STATED PROBLEM: Copy out every one of the following entries line for line, with no changes to wording, numbers or punctuation.

INFORMATION GIVEN:
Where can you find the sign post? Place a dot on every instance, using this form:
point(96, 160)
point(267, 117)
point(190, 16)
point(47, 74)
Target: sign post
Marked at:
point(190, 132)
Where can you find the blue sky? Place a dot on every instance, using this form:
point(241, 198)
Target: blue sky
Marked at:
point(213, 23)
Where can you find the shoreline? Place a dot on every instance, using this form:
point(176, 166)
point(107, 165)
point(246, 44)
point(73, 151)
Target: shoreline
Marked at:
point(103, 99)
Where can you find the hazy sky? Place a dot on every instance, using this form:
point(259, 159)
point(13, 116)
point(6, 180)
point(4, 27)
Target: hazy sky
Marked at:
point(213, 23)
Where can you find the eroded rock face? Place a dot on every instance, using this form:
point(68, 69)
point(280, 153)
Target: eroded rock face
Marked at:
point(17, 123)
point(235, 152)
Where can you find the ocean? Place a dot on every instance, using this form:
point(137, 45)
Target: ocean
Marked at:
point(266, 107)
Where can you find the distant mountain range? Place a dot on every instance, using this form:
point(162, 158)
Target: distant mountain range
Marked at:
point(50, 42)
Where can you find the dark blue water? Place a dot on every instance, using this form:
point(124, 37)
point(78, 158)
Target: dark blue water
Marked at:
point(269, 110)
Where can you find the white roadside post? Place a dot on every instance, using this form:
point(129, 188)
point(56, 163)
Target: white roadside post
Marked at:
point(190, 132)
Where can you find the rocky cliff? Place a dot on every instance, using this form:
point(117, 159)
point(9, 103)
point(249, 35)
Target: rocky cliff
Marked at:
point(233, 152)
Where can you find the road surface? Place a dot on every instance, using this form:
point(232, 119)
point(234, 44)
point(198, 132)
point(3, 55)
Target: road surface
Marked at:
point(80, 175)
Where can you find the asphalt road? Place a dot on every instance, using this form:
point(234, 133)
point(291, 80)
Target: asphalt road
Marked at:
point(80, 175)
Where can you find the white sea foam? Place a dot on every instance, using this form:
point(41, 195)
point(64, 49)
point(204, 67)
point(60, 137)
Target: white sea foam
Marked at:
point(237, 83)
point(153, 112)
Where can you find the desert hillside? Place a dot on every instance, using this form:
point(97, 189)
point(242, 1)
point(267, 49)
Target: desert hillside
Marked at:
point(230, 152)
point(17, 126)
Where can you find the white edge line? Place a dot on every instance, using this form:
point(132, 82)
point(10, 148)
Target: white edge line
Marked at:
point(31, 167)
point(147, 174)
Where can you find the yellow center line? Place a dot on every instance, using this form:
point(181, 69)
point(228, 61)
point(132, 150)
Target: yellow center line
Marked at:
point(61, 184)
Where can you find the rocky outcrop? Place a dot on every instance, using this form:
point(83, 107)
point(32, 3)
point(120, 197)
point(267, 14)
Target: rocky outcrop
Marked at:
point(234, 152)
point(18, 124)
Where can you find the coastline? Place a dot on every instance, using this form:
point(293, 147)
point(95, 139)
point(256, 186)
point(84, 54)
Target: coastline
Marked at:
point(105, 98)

OUTPUT OF THE EXERCISE:
Where can you find the sign post? Place a dot on every instance, using this form:
point(96, 160)
point(267, 117)
point(190, 16)
point(47, 74)
Target: sign post
Marked at:
point(190, 132)
Where can you find the blue sky? Place a dot on every instance, using this form:
point(241, 198)
Target: blue sky
Marked at:
point(213, 23)
Where can you find the shoreline? Place a dot on every instance, using this form:
point(176, 166)
point(107, 165)
point(246, 44)
point(73, 151)
Target: shoreline
Marked at:
point(103, 99)
Where can you find the hazy sky? Place a dot on every instance, using this form:
point(259, 159)
point(13, 116)
point(6, 180)
point(4, 27)
Target: hazy sky
Marked at:
point(213, 23)
Where can you find the eroded rock face? Place a dot on every instance, using this form:
point(68, 69)
point(280, 153)
Target: eroded rock face
Marked at:
point(17, 123)
point(235, 152)
Where can you find the ocean? Place a dot on every instance, using this form:
point(137, 45)
Target: ocean
Marked at:
point(266, 107)
Where can you find the distant mountain range? Place a dot on every instance, using this form:
point(162, 158)
Target: distant mountain range
Marked at:
point(50, 42)
Where can you find the dark blue water? Place a dot on every instance, using this form:
point(124, 37)
point(78, 158)
Target: dark blue water
Marked at:
point(269, 110)
Where can you find the white roadside post? Place a dot on every instance, using this form:
point(129, 188)
point(56, 163)
Target: white roadside post
Marked at:
point(190, 132)
Where can you find the rocky cliff? Place a dot on every instance, using this form:
point(117, 159)
point(9, 103)
point(249, 35)
Target: rocky cliff
Marked at:
point(233, 152)
Where can you find the road surface? Place a dot on every instance, using this form:
point(232, 119)
point(234, 44)
point(198, 132)
point(3, 55)
Target: road surface
Marked at:
point(80, 175)
Where can you find the asphalt road? Place a dot on every instance, using this form:
point(234, 133)
point(291, 80)
Target: asphalt road
Marked at:
point(80, 175)
Where can you find the white sea foam? Place a dot on every instance, using this form:
point(41, 195)
point(64, 49)
point(204, 67)
point(60, 137)
Target: white sea foam
Marked at:
point(237, 83)
point(153, 112)
Where can you find the desert hillside? Place a dot on every instance, using this form:
point(97, 189)
point(242, 1)
point(267, 49)
Target: desert hillside
Marked at:
point(230, 152)
point(17, 126)
Where can you find the white edge line? Place a dot on every instance, using this form:
point(132, 82)
point(10, 148)
Target: white edge line
Marked at:
point(31, 167)
point(147, 174)
Where can you find the yellow center line? Place a dot on every instance, using this form:
point(181, 69)
point(228, 61)
point(132, 150)
Target: yellow center line
Marked at:
point(61, 184)
Where can you find the rocky outcrop? Place a dot on every instance, using this form:
point(83, 107)
point(32, 3)
point(120, 197)
point(267, 14)
Target: rocky outcrop
Marked at:
point(234, 152)
point(18, 124)
Where can you find the coastline? Place a dot on every instance, using this form:
point(293, 147)
point(95, 139)
point(256, 186)
point(84, 54)
Target: coastline
Marked at:
point(105, 98)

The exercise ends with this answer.